Saved data entries:
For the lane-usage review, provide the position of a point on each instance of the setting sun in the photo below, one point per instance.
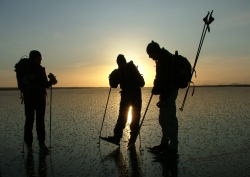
(129, 115)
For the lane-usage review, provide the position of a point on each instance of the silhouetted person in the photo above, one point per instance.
(33, 85)
(131, 81)
(167, 91)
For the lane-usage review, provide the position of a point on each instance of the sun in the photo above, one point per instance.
(129, 120)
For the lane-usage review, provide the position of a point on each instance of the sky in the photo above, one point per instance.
(80, 39)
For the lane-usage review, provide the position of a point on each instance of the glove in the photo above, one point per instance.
(52, 78)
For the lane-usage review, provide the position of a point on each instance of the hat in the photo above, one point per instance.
(153, 47)
(34, 53)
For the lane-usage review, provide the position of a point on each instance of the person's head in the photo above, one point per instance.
(153, 49)
(35, 56)
(121, 60)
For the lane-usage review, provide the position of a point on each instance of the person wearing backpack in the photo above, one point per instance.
(166, 89)
(32, 81)
(131, 81)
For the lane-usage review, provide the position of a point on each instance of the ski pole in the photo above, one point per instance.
(207, 21)
(50, 112)
(104, 114)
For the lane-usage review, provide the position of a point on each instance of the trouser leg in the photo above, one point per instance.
(169, 121)
(29, 120)
(136, 115)
(40, 124)
(121, 121)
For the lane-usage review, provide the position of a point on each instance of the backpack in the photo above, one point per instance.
(182, 71)
(22, 69)
(135, 74)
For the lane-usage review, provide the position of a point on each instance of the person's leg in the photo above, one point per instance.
(169, 121)
(136, 115)
(40, 125)
(28, 127)
(123, 114)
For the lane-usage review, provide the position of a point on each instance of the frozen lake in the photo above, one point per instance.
(214, 132)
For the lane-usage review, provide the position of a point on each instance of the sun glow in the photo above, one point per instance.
(129, 115)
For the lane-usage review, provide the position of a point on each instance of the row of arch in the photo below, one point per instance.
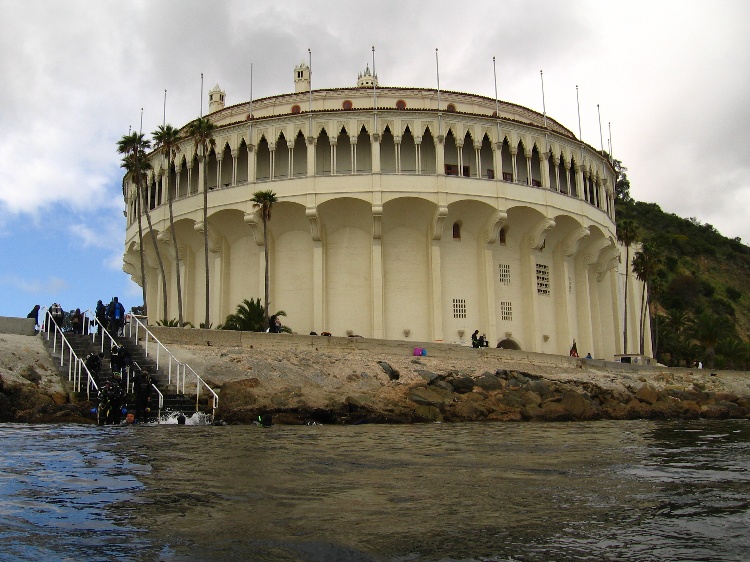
(354, 237)
(406, 154)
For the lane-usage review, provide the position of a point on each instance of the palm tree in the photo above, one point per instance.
(250, 317)
(264, 200)
(708, 330)
(140, 167)
(645, 265)
(166, 137)
(133, 146)
(627, 234)
(202, 132)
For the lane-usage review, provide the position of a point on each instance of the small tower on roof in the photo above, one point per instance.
(302, 78)
(367, 79)
(216, 99)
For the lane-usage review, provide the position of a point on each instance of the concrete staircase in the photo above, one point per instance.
(83, 345)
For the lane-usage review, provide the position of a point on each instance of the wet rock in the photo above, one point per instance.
(648, 394)
(425, 396)
(30, 374)
(7, 411)
(488, 381)
(428, 376)
(468, 410)
(426, 413)
(392, 373)
(461, 384)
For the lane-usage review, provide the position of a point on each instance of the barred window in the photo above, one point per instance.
(542, 279)
(504, 273)
(506, 310)
(459, 308)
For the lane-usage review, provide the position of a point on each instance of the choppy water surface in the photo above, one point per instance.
(581, 491)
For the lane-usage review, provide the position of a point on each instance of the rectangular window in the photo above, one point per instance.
(542, 279)
(506, 310)
(459, 308)
(504, 273)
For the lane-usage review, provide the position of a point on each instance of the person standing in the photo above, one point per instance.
(35, 315)
(116, 316)
(77, 321)
(101, 317)
(57, 314)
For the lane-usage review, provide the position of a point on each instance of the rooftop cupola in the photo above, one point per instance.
(302, 78)
(367, 79)
(216, 99)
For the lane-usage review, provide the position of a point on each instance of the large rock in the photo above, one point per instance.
(425, 396)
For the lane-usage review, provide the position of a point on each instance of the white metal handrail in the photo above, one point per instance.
(76, 365)
(180, 369)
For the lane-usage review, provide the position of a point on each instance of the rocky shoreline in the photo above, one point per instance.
(296, 382)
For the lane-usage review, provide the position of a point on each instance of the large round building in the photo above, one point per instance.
(402, 213)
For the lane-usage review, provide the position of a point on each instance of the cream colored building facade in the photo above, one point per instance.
(403, 213)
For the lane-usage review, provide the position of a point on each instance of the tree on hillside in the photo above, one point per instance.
(133, 146)
(202, 132)
(627, 234)
(645, 265)
(622, 183)
(250, 317)
(708, 330)
(140, 168)
(166, 138)
(264, 200)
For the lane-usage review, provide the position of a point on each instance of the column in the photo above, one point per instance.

• What is required
Pull out every line from the one with "of the choppy" to the end of the listing, and output only those.

• Response below
For the lane-usage review, provide the position of a point on each instance of the choppy water surface in the photo above, one point per instance.
(581, 491)
For the lane-usage review, provide the position of a point on each instance of the rectangular window in the photo above, one point per instance.
(542, 279)
(506, 310)
(459, 308)
(504, 273)
For the lane-usage review, provide the position of a point on each instance of the person standing in the photo above, one point per instance.
(35, 315)
(116, 316)
(77, 321)
(101, 317)
(57, 314)
For the lane-usage review, provide the position of a point on each instance of the rooftop cupola in the photo above, one point per instance.
(302, 78)
(367, 79)
(216, 99)
For the lane-usage review, provide the position of a point on each instance of the large rock in the photo above, one point per instance.
(425, 396)
For the lane-usage review, provide the position of a point on each instance of the white metal handrail in the photo above, one point per instance.
(76, 365)
(180, 369)
For the lane-usage review, provide the position of a point on each instance of the rocky shoreline in the photo above, one point per instance.
(296, 382)
For the lane-usage review, provide the position of a point on each instance of the large round building in the photo above, one point per instance.
(402, 213)
For the lane-usage review, provide the position of a point on each instance of the cream colored building facade in the photo above, one point per instance.
(403, 213)
For the lane-usage review, provide the position of a point on each instance of the tree on hillside in the photo above, one point per instance.
(133, 146)
(202, 132)
(627, 234)
(645, 265)
(622, 183)
(250, 317)
(708, 330)
(140, 168)
(166, 138)
(264, 200)
For the lane-usage review, provide the position of a point on each instance of the column in the photo above, one point per instance.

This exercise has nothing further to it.